■ HOW TO COMPLETE THIS TASK ■
From the first line to the last, write out the data below exactly.

*** THE INPUT ***

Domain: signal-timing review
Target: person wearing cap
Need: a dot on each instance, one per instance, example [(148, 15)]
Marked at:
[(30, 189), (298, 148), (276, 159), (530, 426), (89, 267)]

*** End of THE INPUT ***

■ THE ANSWER ■
Domain: signal-timing review
Target: person wearing cap
Need: a dot on each instance, one per instance, example [(148, 15)]
Marked at:
[(30, 189), (298, 148), (276, 159), (530, 426), (89, 267)]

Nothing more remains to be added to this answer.